課題 => 臓器移植を扱う作品の紹介文のうち、「本作は「困っている人々のため」で始まり「まったく追いつかないからだ。」で終わる部分を、「クジラ」を「シャチ」に置き換えて書き直してください。

本作は「困っている人々のために、悪人を懲らしめてスッキリ♪」といった単純な物語ではない。闇社会を舞台に、人間の醜悪な欲望と謎を描くドラマでありーーやがて物語は、生まれながらに《臓器移植》と関わらざるを得ない特殊な運命を背負った少女が「自分の人生を生きる」術を探るターンへと舵を切っていく。
 
 環らが臓器を奪う相手は、生きている価値がないと判断した凶悪犯だ。ターゲットに見定めた対象のことは「クジラ」と呼ぶ。臓器はもちろん、髪はカツラになるし骨は標本に活用できる。捨てるところがないのはクジラと同じだからというわけだ。神様からの贈り物である命を《より良い形で再分配》するというのが彼らの考え方だ。

 現実問題、臓器移植を希望している人の数は膨大だが、順番はなかなか巡ってこない。提供者の数がまったく追いつかないからだ。

情報 =>
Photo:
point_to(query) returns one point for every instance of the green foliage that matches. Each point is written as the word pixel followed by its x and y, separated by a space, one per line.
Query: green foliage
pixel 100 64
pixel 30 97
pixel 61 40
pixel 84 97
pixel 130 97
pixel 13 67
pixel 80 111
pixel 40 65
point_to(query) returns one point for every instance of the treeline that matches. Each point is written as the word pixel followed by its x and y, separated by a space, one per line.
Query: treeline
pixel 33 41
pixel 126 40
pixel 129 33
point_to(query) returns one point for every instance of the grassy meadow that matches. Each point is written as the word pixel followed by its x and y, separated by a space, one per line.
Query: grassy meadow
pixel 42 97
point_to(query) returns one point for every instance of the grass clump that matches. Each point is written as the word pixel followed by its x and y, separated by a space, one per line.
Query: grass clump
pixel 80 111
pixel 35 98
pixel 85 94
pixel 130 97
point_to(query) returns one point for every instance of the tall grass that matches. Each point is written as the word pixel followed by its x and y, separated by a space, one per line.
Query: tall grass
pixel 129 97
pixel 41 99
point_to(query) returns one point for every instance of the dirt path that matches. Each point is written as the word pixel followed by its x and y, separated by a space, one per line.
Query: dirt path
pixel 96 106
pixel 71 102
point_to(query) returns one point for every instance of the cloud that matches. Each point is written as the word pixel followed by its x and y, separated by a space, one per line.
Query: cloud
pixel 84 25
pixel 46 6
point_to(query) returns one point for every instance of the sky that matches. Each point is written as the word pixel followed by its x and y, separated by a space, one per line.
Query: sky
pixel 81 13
--
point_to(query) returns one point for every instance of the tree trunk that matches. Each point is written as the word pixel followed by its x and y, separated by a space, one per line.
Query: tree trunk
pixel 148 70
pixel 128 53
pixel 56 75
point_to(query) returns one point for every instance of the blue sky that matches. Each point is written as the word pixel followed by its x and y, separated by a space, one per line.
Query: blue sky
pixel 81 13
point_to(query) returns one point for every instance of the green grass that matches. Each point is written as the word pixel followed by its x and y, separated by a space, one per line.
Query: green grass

解答 =>
本作は「困っている人々のために、悪人を懲らしめてスッキリ♪」といった単純な物語ではない。闇社会を舞台に、人間の醜悪な欲望と謎を描くドラマでありーーやがて物語は、生まれながらに《臓器移植》と関わらざるを得ない特殊な運命を背負った少女が「自分の人生を生きる」術を探るターンへと舵を切っていく。
 
 環らが臓器を奪う相手は、生きている価値がないと判断した凶悪犯だ。ターゲットに見定めた対象のことは「シャチ」と呼ぶ。臓器はもちろん、髪はカツラになるし骨は標本に活用できる。捨てるところがないのはシャチと同じだからというわけだ。神様からの贈り物である命を《より良い形で再分配》するというのが彼らの考え方だ。

 現実問題、臓器移植を希望している人の数は膨大だが、順番はなかなか巡ってこない。提供者の数がまったく追いつかないからだ。